Lim n→∞[(n + n² + n³ + .... nⁿ)/(1ⁿ + 2ⁿ + 3ⁿ +....nⁿ)]

Schach [20]

Step-by-step explanation:

$\large\underline{\sf{Solution-}}$

Given expression is

$\rm :\longmapsto\:\displaystyle\lim_{n \to \infty} \frac{n + {n}^{2} + {n}^{3} + - - + {n}^{n} }{ {1}^{n} + {2}^{n} + {3}^{n} + - - + {n}^{n} }$

To, evaluate this limit, let we simplify numerator and denominator individually.

So, Consider Numerator

$\rm :\longmapsto\:n + {n}^{2} + {n}^{3} + - - - + {n}^{n}$

Clearly, if forms a Geometric progression with first term n and common ratio n respectively.

▸ **Raw records**:
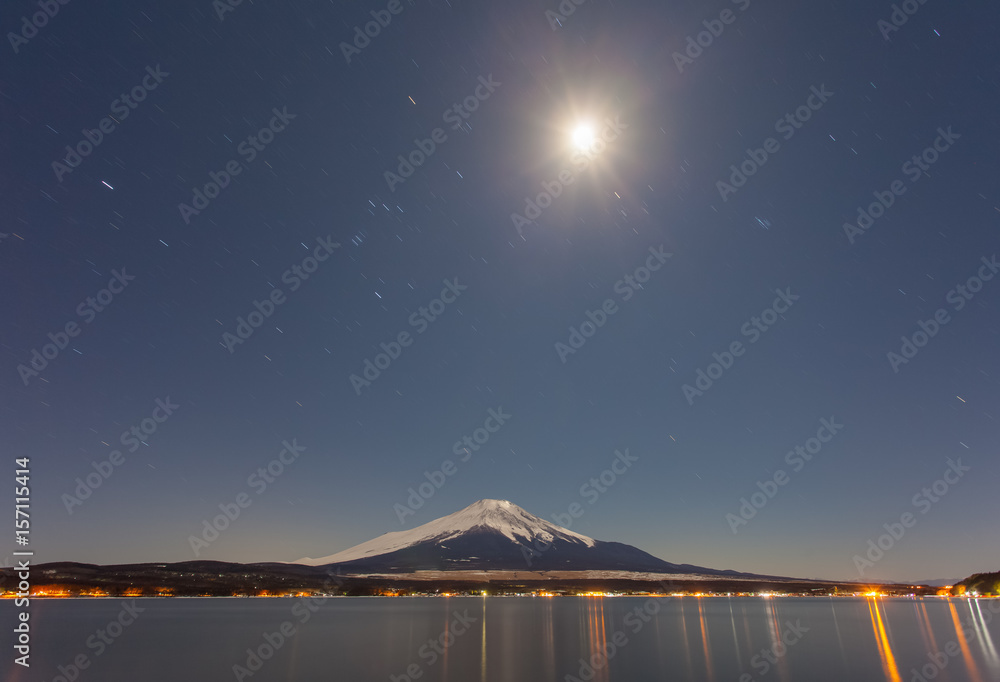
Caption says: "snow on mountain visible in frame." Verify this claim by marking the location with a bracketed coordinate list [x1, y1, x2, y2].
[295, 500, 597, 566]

==

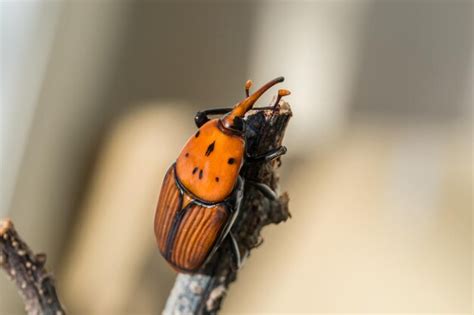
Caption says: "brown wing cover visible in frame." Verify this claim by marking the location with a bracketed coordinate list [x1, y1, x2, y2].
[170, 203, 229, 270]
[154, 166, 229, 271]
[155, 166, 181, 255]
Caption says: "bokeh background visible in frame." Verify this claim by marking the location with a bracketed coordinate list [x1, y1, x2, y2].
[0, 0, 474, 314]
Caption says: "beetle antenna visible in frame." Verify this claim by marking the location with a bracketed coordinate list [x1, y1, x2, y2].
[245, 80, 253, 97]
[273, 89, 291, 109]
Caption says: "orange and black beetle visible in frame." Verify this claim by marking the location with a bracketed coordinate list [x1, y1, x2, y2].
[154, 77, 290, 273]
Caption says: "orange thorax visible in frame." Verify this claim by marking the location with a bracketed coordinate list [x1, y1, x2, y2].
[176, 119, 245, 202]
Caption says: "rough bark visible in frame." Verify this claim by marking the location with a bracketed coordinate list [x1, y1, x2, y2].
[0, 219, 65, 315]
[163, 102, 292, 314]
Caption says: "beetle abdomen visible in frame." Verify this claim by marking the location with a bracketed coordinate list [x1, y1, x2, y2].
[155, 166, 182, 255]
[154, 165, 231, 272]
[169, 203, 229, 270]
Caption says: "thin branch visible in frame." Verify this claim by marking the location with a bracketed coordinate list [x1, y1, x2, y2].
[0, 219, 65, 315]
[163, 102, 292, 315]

▸ **To be done**:
a: Answer these questions using the limit solution above:
(i) Which variable tends to infinity in the limit?
(ii) Which two parts of the expression does the solution simplify individually?
(iii) What kind of progression does the numerator form, and what are its first term and common ratio?
b: From the listing, return the lines from the one containing "on mountain visible" up to and including the one containing "[295, 500, 597, 566]", copied character for character.

▸ **Expected results**:
a:
(i) n tends to infinity.
(ii) The numerator and the denominator.
(iii) A geometric progression with first term n and common ratio n.

b:
Caption says: "snow on mountain visible in frame." Verify this claim by marking the location with a bracketed coordinate list [x1, y1, x2, y2].
[295, 500, 597, 566]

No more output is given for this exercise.